Stated exercise:
Rewrite every line of the rows below as a numbered list. Skip blank lines and leave out the pictures.

[start]

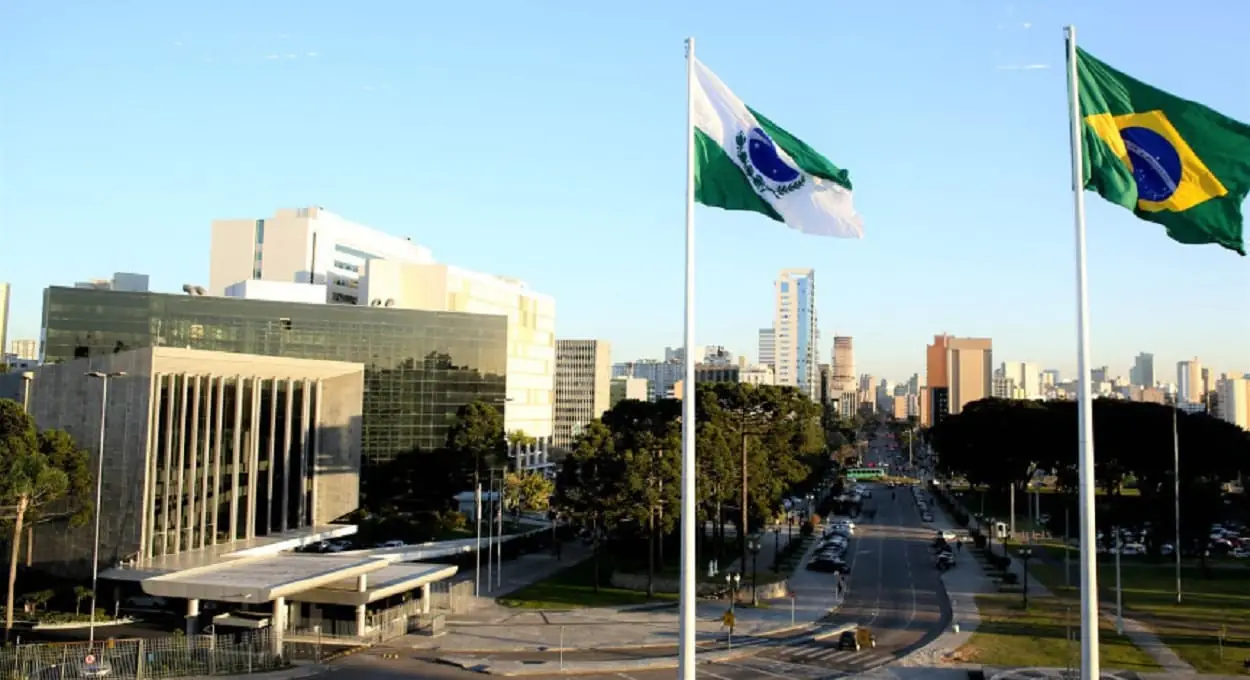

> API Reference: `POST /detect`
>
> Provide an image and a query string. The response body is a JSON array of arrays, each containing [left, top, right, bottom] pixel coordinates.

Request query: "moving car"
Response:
[[838, 628, 876, 651]]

[end]

In response:
1. > API Reference: `POST /detect`
2. >
3. > Provide an image and a query string. The response body is a JSON array of arrays, each containing [left, top, right, bottom] pixel coordinates.
4. Request query: "moving car"
5. Response:
6. [[838, 628, 876, 651]]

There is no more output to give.